> _PASSAGE FOR REVIEW_:

The analysis of archival data, normally within a purpose-built data repository, is fairly mature although still very expensive to license and operate.

Safety

Safety is paramount across every aspect of the energy industry. The post-event feedback loop is a critical component of making incremental improvements in safety by design, but companies need to know how it can make quantum improvements. The answers may lie in the evaluation of complex systems of physical attributes all being considered in relationship to one another in the moment of operation.

Operational

Through big data or Big Analog Data, companies now have the ability to examine a wider variety of physical characteristics in the environments where they work, which gives them an opportunity to do predictive and prescriptive maintenance. They can see the earliest stages of wear and then issue maintenance tickets or recommendations against the manufacturers’ recommended cycles. This is perhaps the biggest opportunity that awaits the industry. If problems are germinating, they can be discovered earlier and managed according to safety, operational, and financial priorities. Reduction of unplanned downtime is only one obvious result.

Efficiency

The post-event analysis also is fairly mature and allows organizations to draw a relational link between physical environmental aspects and the results that were achieved. Companies are able to look for the same characteristics in their next action and apply the lessons they’ve learned to get a slightly better result. In the near-time model of analytics, it will be possible to monitor these production indicators and make suggestions about adjustments that will impact the current result rather than having to wait for the next appearance of this type of environment.

Training

Training is not an area that most people relate to digital oilfield discussions, but consider a case in which normal monitoring of a drill site shows an unusual pattern for pressure at a set of pumps. The increased pressure starts to impact the projected life cycle of the seals and bearings of the system, but the pressure is not something that can relate directly to other elements in the physical data, such as a drop in temperature or changes in gas composition. It’s only when the staffing schedules from the HR management platform are added that it becomes apparent that a specific operator, or group of operators, is overtaxing the machinery in order to hit the shift’s goals. That information can trigger retraining requests as well as alerts to the appropriate supervisors in the field, allowing the future monitoring of indicators to ensure compliance.

The potential

The future of digital oilfield technologies may lie in a new domain that Ron Pecunia, global director of end-to-end solutions at Dell Business Innovation Services, has coined as “engineering intelligence and analytics.”

“With advances in big data know-how we can bring in vast amounts of rich engineering information along with robust analog data to exploit possibilities enabled via advanced analytics,” Pecunia said. “The resulting new business processes will reshape the energy industry over time.”

The digital oil field has the potential to change all aspects of business in the oil and gas industry. To be successful in this next evolution, companies will need to unite engineering and data science and keep in mind that the models will need to continuously evolve to improve and adapt to changes in technology and environments. This will require companies to partner with firms that understand and excel in the four dimensions of the digital oil field: engineering, data science, business, and operations. These areas correlate to the acquisition of data, analysis of the data, action taken from the data, and the assessment of impact to the business. If any of these components is underrepresented, companies run the risk of being less safe, less efficient, or less profitable than they could be.

> _ACTIONS TO TAKE_:
**1.** What does the digital oilfield passage name as the four dimensions of the digital oil field?
**2.** Summarize the digital oilfield passage in two sentences.
**3.** Output, word for word, everything in the digital oilfield passage from "The analysis of" down to "moment of operation.".
You won't need the data.

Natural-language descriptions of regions
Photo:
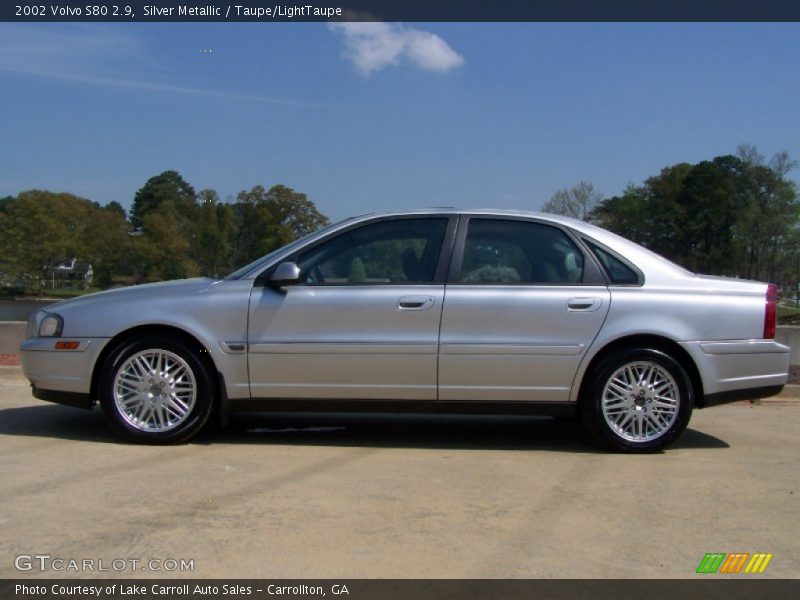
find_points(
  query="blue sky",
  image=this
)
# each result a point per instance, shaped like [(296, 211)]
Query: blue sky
[(381, 116)]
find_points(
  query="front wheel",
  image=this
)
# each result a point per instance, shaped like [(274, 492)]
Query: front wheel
[(638, 401), (156, 390)]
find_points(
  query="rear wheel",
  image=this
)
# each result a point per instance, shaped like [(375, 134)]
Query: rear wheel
[(638, 401), (156, 390)]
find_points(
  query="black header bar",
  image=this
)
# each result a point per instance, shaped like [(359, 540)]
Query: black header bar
[(710, 588), (400, 10)]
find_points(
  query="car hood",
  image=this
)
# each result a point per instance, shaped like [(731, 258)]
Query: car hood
[(135, 293)]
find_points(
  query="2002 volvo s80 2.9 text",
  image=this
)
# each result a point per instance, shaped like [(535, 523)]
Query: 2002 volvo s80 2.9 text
[(437, 310)]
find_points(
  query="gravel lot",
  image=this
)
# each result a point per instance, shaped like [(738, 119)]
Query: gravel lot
[(397, 496)]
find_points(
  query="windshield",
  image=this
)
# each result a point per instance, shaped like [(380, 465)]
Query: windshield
[(242, 271)]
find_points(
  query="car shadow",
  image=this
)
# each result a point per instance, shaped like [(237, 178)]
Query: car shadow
[(346, 430)]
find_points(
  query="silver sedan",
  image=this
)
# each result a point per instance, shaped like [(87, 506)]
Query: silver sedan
[(422, 311)]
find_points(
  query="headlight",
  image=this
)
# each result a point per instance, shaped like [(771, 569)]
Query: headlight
[(50, 325)]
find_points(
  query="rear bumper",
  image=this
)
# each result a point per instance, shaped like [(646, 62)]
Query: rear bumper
[(739, 369), (67, 398), (736, 395)]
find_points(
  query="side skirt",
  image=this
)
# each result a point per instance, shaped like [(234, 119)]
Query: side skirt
[(550, 409)]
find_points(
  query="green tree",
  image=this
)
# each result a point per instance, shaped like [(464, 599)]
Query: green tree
[(39, 229), (576, 202), (268, 219), (167, 187), (733, 215)]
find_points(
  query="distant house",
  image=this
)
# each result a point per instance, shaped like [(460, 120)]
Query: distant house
[(69, 273)]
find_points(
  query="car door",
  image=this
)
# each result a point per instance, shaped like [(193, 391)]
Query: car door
[(363, 323), (523, 303)]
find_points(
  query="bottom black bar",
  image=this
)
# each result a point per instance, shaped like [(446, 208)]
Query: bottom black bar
[(710, 587)]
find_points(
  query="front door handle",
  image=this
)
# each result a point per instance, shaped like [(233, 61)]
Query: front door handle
[(415, 302), (584, 304)]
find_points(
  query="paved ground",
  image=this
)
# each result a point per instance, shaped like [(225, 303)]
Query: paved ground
[(399, 496)]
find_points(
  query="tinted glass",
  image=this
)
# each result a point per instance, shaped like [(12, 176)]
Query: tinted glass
[(402, 251), (519, 252), (618, 272)]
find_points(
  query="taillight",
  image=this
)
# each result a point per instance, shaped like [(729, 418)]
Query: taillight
[(771, 312)]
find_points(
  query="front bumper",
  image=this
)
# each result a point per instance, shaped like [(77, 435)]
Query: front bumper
[(738, 369), (64, 374)]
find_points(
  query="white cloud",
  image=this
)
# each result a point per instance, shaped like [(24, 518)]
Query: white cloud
[(372, 46)]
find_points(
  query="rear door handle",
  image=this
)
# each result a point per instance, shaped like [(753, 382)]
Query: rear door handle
[(584, 304), (415, 302)]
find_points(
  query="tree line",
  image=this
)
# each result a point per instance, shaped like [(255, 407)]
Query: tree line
[(734, 215), (172, 231)]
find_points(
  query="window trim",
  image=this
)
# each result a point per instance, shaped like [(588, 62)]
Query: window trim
[(439, 274), (592, 275)]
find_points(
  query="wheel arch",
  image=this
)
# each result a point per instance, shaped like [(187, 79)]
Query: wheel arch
[(650, 341), (164, 330)]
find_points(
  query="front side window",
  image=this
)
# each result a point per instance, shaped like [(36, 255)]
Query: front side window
[(505, 252), (388, 252)]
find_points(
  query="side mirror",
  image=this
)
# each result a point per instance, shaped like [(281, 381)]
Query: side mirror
[(287, 273)]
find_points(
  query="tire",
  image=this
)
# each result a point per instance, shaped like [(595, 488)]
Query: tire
[(156, 390), (638, 400)]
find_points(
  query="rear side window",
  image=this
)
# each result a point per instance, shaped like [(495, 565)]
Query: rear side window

> _TASK-BY-TASK OUTPUTS_:
**1.** Engineering, data science, business, and operations.

**2.** Big data and analytics in the energy industry can support safety, predictive maintenance, efficiency, and training, for example by detecting early wear or by showing that certain operators are overtaxing machinery. To succeed with the digital oil field, companies will need to unite engineering and data science, keep their models evolving, and partner with firms that excel in engineering, data science, business, and operations.

**3.**
The analysis of archival data, normally within a purpose-built data repository, is fairly mature although still very expensive to license and operate.

Safety

Safety is paramount across every aspect of the energy industry. The post-event feedback loop is a critical component of making incremental improvements in safety by design, but companies need to know how it can make quantum improvements. The answers may lie in the evaluation of complex systems of physical attributes all being considered in relationship to one another in the moment of operation.